**Data provided:**
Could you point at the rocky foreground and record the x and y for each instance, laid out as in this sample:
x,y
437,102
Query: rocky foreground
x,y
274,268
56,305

**Task requirements:**
Set all of the records down again, exactly as they stand.

**Solution to this problem:**
Could you point at the rocky foreground and record the x and y for each instance, laid out as in this sample:
x,y
437,102
Query: rocky foreground
x,y
274,268
56,305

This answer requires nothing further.